> _Short exercise_:
Copy out every line of the data below that contains the word "panel".

> _Data listing_:
## START

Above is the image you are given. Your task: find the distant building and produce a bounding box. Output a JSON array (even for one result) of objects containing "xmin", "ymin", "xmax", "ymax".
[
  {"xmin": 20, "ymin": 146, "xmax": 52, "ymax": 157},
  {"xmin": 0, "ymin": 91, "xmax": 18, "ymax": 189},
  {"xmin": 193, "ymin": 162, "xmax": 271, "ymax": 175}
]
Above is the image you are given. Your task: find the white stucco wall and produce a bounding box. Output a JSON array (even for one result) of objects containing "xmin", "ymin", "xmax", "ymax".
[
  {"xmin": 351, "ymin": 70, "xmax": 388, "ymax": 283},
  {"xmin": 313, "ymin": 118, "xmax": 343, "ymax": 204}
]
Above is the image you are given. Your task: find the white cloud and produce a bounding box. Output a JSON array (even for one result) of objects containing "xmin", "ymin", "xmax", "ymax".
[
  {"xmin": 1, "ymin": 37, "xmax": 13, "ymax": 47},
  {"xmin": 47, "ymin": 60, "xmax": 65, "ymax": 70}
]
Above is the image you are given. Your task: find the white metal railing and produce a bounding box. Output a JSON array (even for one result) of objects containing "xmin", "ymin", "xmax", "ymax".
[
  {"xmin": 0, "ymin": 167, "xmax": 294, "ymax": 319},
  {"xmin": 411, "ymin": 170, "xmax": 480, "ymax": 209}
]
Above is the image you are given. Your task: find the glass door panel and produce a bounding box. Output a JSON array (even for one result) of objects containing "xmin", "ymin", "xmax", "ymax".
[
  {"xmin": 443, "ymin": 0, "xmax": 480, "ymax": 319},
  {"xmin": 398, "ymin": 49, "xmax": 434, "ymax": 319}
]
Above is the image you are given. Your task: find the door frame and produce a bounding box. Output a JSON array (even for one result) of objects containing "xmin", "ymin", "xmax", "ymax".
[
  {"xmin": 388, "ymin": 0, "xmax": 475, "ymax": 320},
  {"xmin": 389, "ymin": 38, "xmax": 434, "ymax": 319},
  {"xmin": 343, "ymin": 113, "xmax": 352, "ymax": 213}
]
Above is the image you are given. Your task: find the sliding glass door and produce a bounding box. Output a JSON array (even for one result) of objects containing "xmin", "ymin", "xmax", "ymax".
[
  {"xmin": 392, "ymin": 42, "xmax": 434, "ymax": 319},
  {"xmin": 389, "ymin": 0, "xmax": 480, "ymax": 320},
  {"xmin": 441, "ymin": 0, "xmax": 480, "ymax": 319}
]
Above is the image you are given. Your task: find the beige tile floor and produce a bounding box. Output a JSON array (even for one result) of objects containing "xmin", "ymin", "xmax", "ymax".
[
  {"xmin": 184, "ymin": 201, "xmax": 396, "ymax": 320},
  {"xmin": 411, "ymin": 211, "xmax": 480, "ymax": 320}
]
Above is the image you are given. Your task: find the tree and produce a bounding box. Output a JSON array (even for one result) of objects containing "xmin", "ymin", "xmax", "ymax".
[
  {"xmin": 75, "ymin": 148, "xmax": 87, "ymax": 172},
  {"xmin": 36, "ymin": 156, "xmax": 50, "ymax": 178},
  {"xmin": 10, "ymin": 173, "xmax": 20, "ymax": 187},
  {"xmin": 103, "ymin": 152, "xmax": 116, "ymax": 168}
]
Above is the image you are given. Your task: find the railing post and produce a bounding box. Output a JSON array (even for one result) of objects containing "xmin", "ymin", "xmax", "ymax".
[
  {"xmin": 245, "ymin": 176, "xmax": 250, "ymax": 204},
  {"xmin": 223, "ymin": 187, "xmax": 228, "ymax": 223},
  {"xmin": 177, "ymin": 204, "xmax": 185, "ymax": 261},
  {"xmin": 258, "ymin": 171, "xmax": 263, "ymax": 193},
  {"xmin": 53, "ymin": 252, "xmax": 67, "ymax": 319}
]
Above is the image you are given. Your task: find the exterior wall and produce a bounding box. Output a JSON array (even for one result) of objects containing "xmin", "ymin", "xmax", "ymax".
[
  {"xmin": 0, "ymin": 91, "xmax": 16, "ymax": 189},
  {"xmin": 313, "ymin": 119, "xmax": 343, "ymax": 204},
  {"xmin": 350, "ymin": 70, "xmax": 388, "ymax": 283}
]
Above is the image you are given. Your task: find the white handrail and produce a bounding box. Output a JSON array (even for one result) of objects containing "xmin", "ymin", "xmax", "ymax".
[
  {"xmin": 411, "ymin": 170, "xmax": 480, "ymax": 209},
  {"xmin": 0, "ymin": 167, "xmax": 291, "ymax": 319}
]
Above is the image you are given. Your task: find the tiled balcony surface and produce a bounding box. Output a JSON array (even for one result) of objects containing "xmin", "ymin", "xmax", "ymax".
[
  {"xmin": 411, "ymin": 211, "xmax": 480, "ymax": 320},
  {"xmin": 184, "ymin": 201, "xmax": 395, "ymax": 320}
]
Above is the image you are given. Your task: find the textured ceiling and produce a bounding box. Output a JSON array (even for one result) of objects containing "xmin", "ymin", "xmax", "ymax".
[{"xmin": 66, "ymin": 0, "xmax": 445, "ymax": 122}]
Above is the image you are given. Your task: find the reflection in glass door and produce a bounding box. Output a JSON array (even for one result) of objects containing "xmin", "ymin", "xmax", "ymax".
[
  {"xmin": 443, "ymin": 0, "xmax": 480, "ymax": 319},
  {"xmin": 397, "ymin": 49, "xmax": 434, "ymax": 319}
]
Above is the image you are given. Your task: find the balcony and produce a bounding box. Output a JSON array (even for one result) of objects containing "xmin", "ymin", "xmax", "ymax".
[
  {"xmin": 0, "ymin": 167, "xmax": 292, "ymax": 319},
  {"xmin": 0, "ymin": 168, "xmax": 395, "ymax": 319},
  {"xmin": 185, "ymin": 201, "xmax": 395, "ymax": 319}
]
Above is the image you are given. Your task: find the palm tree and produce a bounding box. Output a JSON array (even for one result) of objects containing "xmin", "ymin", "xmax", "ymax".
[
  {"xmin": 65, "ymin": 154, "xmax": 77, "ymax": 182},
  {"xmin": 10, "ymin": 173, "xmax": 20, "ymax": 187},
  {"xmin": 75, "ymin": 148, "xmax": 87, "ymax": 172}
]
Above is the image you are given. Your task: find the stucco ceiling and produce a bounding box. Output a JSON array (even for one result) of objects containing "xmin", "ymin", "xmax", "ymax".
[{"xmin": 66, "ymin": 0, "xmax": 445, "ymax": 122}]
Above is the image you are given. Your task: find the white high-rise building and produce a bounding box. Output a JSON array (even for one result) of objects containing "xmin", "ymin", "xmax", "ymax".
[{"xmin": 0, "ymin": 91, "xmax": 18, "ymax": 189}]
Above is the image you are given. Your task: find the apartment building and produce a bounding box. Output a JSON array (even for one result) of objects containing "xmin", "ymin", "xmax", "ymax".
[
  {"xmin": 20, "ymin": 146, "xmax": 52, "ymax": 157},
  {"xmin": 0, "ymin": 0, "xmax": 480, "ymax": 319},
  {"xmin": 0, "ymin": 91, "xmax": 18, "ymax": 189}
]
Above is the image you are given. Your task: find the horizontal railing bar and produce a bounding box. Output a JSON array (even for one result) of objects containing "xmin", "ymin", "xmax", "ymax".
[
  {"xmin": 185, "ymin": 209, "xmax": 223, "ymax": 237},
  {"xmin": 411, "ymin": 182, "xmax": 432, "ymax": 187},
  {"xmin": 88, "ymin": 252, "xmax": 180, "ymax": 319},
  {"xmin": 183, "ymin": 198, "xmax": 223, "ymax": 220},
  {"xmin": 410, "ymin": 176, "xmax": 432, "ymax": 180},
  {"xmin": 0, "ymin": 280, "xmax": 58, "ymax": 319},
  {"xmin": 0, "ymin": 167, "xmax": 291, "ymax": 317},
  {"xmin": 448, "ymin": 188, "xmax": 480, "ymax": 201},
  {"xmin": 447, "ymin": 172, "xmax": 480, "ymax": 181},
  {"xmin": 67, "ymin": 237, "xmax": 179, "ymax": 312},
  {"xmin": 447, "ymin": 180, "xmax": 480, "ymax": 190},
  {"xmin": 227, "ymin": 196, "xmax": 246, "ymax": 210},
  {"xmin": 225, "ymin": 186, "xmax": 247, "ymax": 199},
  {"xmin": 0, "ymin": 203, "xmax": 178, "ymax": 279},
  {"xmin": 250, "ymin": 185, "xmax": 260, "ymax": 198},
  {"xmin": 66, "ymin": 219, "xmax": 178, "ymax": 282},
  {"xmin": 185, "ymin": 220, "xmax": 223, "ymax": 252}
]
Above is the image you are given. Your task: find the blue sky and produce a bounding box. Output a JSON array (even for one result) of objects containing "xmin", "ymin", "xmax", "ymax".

## END

> _Written reply_:
Above is the image you are given. Your task: find the glass door panel and produce a bounding box. Output a JSON array (even for one result) of objects containing "xmin", "ymin", "xmax", "ymax".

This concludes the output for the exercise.